── SELECTED TEXT ──
Hacker News new | ask | show | jobs
by andrethegiant 429 days ago
It’s a shame that the knee-jerk reaction has been to outright block these bots. I think in the future, websites will learn to serve pure markdown to these bots instead of blocking. That way, websites prevent bandwidth overages like in the article, while still informing LLMs about the services their website provides.

[disclaimer: I run https://pure.md, which helps websites shield from this traffic]

9 comments

>I think in the future, websites will learn to serve pure markdown to these bots instead of blocking. That way, websites prevent bandwidth overages like in the article, while still informing LLMs about the services their website provides.

Why?

There's no value to the website for a bot scraping all of their content and then reselling it with no credit or payment to the original author.

Unless you're selling something. If you have articles praising your product/service/person and "comparison" articles of the "top 10 X 2025" (your offering happens to be number one) you want the bots to find you.

The LLM SEO game has only just begun. Things will only go downwards from here

Or technical docs. For example:

https://bun.sh/llm.txt

I love that! That's one of my biggest pain points: wrong/outdated usage of dependencies.
OP in this case is by no means the original author. In this linked post, they mentioned they scrape third parties themselves. OP's bots might not be as sophisticated, but they're still "borrowing" others' content the same way.
ChatGPT and others have some sort of attribution, where they link to the original webpage. How or when they decide to attribute is unclear. But websites are starting to pay attention to GEO (generative engine optimization) so that their brand isn’t entirely ignored by ChatGPT and others.
I do agree that LLM-as-a-search is going to likely become more and more prevalent as inference gets cheaper and faster, and people don't too much care about 'minor' hallucinations.

What I don't see however is any way this new way of searching will give back. There is some handwaving argument about links, however the entire value prop of an llm is you DON'T need to go to the source content.

could have just left it as SEO and changed the S to "Slop"
Until these bots become good citizens (eg: respecting robots.txt), I will be serving them gzipped gibberish that decompresses to terabytes.

The ball is in their court. You don’t get to demand civility AFTER being a dick. You apologize and HOPE you’re forgiven.

What do you reckon, does OP in this post respect robots.txt or do they "borrow" content in a similar manner, without respecting such standards?
I thought the AI wars would be fought with bombs vs. bots not with ZIP bombs vs. bots.
> I think in the future, websites will learn to serve pure markdown to these bots instead of blocking.

What for? Why would I serve anything to these leeches?

Because you, in this case OP, also generates bot traffic to "borrow" content from other websites to serve to their own users. Ironic, no?
Ah. I didn't realize andrethegiant's website was meant to _serve content_ to the bots, instead of _shielding us_ from the bots.

I fell for a class "To Serve Man" situation.

I think you're a bit late to the game ;) I built and sold 2markdown last year, which was then copied by firecrawl/mendable. And then you also have jina reader. Also "compare with" in the footer does nothing.
Markdown over HTTPS reminds me a bit of the gemini protocol:

https://en.wikipedia.org/wiki/Gemini_(protocol)
───
── DATASET CONTENT ──
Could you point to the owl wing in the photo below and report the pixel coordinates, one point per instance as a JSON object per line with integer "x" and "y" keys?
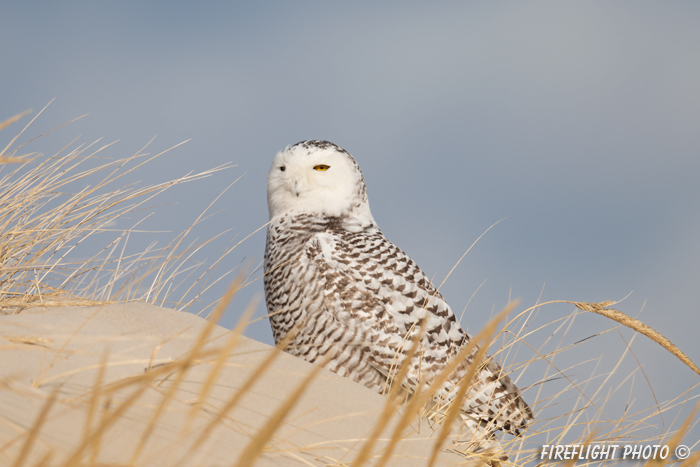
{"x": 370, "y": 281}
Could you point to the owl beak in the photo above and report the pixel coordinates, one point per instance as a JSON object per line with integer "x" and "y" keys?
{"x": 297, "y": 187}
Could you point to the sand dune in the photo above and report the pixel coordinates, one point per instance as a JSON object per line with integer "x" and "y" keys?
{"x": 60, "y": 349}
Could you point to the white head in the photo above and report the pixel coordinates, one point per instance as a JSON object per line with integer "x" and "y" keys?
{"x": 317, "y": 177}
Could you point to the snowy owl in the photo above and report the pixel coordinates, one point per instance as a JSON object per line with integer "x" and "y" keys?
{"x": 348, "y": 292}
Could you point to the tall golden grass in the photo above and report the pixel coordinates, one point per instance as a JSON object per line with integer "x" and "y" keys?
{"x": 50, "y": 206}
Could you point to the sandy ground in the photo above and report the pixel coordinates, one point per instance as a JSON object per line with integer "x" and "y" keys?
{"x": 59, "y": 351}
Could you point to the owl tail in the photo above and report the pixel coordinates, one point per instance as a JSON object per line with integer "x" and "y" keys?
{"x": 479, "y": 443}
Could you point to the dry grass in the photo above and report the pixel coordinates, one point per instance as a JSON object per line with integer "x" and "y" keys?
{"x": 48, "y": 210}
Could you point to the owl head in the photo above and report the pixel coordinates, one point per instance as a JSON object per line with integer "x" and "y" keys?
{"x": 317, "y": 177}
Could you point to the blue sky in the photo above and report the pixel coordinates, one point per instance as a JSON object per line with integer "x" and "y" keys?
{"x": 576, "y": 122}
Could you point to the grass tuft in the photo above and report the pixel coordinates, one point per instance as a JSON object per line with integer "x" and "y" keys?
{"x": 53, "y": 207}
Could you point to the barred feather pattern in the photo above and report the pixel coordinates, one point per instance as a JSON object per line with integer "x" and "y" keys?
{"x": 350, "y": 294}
───
── DATASET CONTENT ──
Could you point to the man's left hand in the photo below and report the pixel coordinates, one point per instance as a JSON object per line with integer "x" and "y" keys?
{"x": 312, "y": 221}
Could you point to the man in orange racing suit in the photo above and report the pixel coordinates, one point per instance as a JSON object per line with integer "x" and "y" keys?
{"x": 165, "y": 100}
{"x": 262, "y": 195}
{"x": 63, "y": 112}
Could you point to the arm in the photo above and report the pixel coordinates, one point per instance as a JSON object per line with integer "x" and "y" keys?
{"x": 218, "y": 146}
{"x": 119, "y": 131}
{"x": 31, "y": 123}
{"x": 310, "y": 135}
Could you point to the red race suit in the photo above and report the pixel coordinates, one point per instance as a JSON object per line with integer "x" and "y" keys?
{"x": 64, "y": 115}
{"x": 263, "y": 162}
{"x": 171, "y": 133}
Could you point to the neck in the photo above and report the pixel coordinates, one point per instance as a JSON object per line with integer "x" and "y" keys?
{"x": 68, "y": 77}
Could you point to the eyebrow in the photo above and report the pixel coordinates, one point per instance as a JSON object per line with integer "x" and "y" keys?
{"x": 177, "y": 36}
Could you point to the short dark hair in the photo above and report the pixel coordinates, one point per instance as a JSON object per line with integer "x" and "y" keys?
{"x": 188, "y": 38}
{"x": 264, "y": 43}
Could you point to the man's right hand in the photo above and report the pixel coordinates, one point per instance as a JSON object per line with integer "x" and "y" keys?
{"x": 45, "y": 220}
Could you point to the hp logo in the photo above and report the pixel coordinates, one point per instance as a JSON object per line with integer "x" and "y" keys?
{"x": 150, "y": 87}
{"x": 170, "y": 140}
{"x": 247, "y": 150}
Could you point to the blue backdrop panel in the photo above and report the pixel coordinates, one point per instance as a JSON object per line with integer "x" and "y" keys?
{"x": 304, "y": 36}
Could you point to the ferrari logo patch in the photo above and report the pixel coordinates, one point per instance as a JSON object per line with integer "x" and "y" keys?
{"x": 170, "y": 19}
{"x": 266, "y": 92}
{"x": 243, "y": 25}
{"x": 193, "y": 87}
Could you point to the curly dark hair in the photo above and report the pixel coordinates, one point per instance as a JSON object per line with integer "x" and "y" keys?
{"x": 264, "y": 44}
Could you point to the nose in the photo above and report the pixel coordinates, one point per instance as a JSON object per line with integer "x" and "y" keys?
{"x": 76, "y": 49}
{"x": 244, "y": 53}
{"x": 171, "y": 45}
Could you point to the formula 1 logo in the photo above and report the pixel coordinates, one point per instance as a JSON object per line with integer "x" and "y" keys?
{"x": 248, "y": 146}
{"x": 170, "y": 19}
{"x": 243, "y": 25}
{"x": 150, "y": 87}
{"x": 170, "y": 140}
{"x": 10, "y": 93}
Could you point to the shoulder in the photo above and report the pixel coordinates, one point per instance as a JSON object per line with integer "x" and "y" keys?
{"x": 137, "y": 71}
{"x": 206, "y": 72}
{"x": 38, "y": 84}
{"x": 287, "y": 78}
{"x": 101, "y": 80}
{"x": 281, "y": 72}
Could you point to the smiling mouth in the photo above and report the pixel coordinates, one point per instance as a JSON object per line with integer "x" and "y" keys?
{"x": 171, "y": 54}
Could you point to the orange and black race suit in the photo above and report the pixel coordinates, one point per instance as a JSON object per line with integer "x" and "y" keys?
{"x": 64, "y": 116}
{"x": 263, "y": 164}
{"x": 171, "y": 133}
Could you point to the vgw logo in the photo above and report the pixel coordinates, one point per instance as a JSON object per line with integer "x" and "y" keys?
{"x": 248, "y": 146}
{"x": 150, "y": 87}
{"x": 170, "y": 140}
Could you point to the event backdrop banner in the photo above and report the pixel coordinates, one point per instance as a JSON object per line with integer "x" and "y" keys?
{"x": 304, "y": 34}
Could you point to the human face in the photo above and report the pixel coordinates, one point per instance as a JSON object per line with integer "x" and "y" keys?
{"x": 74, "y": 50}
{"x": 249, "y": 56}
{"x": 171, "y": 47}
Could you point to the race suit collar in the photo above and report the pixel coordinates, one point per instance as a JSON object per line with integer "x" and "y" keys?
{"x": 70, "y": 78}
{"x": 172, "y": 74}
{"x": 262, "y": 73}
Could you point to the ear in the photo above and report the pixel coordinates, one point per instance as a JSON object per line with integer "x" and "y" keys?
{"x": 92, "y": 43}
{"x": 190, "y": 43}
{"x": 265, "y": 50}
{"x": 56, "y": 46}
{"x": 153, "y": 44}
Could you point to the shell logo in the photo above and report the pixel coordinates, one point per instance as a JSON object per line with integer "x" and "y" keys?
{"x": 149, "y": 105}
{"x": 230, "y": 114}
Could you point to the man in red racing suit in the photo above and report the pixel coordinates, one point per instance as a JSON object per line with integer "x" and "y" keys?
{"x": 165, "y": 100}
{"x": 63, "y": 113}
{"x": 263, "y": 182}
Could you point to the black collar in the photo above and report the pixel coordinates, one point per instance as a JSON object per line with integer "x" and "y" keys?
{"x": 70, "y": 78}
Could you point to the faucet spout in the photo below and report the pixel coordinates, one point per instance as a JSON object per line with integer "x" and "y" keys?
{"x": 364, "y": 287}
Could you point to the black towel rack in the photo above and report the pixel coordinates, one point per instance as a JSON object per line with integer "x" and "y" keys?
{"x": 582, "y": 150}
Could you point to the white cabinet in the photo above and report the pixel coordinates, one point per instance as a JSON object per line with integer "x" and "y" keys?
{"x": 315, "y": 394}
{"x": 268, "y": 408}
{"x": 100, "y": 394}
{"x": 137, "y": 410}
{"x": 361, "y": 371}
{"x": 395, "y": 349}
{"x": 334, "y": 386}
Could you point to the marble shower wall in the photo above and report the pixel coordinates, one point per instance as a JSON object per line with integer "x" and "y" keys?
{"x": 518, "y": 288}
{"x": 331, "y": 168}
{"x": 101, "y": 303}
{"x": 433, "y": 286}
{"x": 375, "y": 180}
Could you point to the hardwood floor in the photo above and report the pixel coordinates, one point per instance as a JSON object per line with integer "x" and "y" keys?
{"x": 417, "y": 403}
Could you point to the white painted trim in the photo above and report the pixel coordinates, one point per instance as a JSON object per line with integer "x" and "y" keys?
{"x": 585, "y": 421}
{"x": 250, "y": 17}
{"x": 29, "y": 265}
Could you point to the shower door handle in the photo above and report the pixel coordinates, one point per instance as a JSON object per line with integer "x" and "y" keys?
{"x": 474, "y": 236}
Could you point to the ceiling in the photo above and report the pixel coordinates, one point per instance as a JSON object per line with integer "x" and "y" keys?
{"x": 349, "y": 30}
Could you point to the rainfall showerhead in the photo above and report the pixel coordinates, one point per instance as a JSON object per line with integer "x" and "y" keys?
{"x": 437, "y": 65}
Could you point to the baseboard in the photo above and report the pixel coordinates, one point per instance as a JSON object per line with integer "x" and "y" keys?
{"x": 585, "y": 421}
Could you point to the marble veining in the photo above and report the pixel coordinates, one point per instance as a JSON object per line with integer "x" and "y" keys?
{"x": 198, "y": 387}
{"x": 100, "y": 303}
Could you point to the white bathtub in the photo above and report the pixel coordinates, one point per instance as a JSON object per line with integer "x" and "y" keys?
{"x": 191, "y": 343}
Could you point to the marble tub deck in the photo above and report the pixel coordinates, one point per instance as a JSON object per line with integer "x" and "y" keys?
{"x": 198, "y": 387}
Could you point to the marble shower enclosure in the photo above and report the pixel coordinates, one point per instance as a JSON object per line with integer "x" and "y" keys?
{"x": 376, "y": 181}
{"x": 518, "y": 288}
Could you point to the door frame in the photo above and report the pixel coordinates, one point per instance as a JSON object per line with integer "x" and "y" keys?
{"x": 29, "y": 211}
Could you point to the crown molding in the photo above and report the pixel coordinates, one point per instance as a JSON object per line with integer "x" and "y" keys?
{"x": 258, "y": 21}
───
── DATASET CONTENT ──
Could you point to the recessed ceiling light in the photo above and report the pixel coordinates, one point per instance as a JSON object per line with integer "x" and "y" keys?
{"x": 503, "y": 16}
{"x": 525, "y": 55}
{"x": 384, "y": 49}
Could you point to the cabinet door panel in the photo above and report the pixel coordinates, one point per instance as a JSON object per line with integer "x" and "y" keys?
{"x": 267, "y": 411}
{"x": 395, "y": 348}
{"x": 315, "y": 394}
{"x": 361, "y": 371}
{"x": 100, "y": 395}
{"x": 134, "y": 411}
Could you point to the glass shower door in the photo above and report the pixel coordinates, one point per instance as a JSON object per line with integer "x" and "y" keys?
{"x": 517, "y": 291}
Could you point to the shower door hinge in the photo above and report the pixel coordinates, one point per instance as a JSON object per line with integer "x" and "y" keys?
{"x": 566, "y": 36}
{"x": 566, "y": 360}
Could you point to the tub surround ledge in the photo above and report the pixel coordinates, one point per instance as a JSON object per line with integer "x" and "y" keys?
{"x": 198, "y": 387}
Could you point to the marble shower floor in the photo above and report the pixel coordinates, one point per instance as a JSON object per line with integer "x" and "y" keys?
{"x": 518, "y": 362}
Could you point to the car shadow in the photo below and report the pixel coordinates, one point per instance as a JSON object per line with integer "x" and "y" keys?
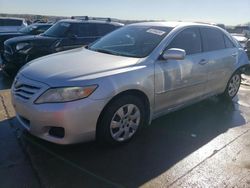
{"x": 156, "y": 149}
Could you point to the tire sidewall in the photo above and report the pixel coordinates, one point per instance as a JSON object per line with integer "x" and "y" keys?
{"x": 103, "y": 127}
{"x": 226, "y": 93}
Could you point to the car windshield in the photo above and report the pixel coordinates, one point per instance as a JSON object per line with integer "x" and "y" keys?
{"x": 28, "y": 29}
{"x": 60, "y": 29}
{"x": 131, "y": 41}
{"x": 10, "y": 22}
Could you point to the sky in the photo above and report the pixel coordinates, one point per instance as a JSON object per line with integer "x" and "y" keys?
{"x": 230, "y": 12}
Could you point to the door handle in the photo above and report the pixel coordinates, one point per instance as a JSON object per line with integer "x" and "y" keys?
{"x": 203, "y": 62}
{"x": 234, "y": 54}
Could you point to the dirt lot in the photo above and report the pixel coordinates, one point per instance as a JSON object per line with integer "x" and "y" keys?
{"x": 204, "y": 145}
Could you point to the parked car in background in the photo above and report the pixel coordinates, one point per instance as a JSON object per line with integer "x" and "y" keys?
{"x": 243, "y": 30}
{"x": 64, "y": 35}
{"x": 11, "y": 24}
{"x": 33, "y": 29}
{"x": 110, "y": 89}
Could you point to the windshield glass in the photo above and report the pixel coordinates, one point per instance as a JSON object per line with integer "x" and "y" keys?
───
_PARTS OF THE EXERCISE:_
a - Please transcribe the stretch of the Hacker News thread above from "I do agree that" through "the source content.".
b - List every web address that appears in the Hacker News thread above.
c - Answer these questions from the Hacker News thread above:
(i) What does GEO stand for?
(ii) What will one commenter serve the bots until they respect robots.txt?
(iii) What did one commenter build and sell last year?

_RESPONSE LIST:_
a -
I do agree that LLM-as-a-search is going to likely become more and more prevalent as inference gets cheaper and faster, and people don't too much care about 'minor' hallucinations.

What I don't see however is any way this new way of searching will give back. There is some handwaving argument about links, however the entire value prop of an llm is you DON'T need to go to the source content.

b -
https://pure.md
https://bun.sh/llm.txt
https://en.wikipedia.org/wiki/Gemini_(protocol)

c -
(i) Generative engine optimization.
(ii) Gzipped gibberish that decompresses to terabytes.
(iii) 2markdown.